##### Extrait du texte #####

Il aura suffi d’un seul mot de passe trop facile à deviner pour qu’un groupe de hackers détruise une entreprise, fondée il y a 158 ans. Les quelque 700 personnes qui y travaillaient se sont retrouvées au chômage.
Depuis quelque temps, les entreprises du Royaume-Uni sont la cible de cyber attaques. Des grands noms tels que Marks & Spencer, Co-op ou même Harrods ont tous été victimes de pirates au cours des derniers mois.
« Les entreprises doivent impérativement prendre des mesures pour sécuriser leurs systèmes, et donc leur activité », insiste Richard Horne, CEO du National Cyber Security Centre (NCSC), dont l’équipe est en charge de la lutte contre les groupes cybercriminels internationaux spécialisés dans les rançongiciels (randsomwares). KNP, une société de transport au Royaume-Uni, en a fait les frais en payant le prix fort pour un mot de passe trop faible…
Une seule erreur peut suffire
En 2023, KNP était une entreprise de transport florissante, exploitant 500 camions, la plupart sous la marque Knights of Old. L’entreprise assurait que son système informatique était conforme aux normes sectorielles et qu’elle disposait d’une assurance contre les cyberattaques.

##### Matériel fourni #####

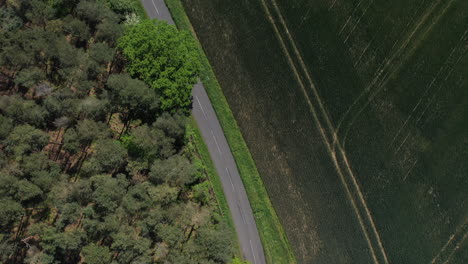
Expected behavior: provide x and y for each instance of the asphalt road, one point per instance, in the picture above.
(221, 155)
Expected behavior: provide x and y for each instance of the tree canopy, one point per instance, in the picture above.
(95, 164)
(164, 58)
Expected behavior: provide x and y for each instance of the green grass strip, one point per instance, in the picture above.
(216, 185)
(275, 243)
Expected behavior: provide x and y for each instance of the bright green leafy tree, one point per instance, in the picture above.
(164, 58)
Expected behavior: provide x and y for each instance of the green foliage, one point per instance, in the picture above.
(275, 243)
(175, 170)
(201, 192)
(10, 212)
(95, 254)
(25, 139)
(150, 143)
(9, 20)
(132, 97)
(22, 111)
(164, 58)
(6, 125)
(92, 168)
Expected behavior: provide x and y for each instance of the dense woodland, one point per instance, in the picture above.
(95, 163)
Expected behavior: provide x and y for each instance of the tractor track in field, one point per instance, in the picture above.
(337, 155)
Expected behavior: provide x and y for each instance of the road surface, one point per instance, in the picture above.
(221, 155)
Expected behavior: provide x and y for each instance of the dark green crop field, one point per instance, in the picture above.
(356, 114)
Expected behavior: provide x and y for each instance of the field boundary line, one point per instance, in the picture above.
(387, 65)
(320, 128)
(459, 229)
(441, 69)
(325, 116)
(329, 147)
(350, 16)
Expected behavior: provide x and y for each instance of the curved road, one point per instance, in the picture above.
(221, 155)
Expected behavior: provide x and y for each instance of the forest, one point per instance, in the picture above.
(95, 163)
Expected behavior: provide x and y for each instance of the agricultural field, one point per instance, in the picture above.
(356, 114)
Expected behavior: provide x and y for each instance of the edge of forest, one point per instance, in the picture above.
(275, 243)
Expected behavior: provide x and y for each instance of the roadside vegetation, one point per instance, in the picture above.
(274, 240)
(96, 163)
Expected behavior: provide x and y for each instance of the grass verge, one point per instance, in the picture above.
(275, 244)
(215, 182)
(139, 9)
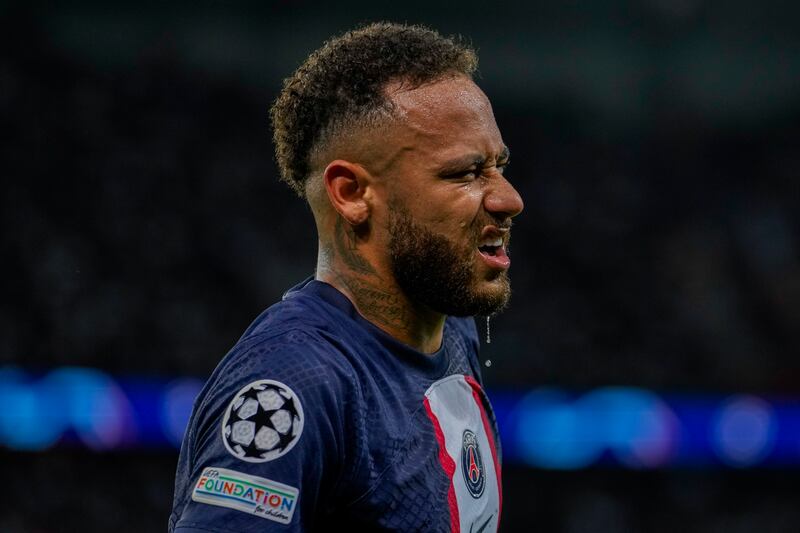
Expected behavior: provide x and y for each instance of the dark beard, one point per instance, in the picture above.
(432, 270)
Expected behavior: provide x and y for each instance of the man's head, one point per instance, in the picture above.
(384, 131)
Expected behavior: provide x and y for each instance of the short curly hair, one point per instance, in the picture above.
(343, 83)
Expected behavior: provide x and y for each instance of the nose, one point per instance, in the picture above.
(502, 199)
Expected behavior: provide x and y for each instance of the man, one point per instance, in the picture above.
(356, 401)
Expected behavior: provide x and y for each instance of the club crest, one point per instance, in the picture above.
(472, 464)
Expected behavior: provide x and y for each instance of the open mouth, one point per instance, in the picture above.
(491, 246)
(493, 252)
(489, 250)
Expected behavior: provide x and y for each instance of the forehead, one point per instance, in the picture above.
(445, 118)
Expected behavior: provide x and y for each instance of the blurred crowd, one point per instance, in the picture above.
(144, 227)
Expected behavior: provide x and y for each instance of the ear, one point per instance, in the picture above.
(346, 184)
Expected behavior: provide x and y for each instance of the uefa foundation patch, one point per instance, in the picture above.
(251, 494)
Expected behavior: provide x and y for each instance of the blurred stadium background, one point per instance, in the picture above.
(647, 375)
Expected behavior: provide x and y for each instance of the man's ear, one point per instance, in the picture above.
(346, 184)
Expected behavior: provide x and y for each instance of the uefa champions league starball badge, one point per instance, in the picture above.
(263, 421)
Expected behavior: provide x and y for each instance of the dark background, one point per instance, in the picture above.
(655, 144)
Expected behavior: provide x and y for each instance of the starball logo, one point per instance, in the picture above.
(254, 495)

#####

• _Tâches_:
**1)** Recopiez le passage de l’article sur la cyberattaque en commençant aux mots « Il aura suffi » et en vous arrêtant après « des derniers mois. ».
**2)** Dans l’article sur la cyberattaque, relevez toutes les entreprises présentées comme victimes de pirates ou d’une cyberattaque.

• _Réponses par tâche_:
**1)**
Il aura suffi d’un seul mot de passe trop facile à deviner pour qu’un groupe de hackers détruise une entreprise, fondée il y a 158 ans. Les quelque 700 personnes qui y travaillaient se sont retrouvées au chômage.
Depuis quelque temps, les entreprises du Royaume-Uni sont la cible de cyber attaques. Des grands noms tels que Marks & Spencer, Co-op ou même Harrods ont tous été victimes de pirates au cours des derniers mois.

**2)** Marks & Spencer, Co-op, Harrods, KNP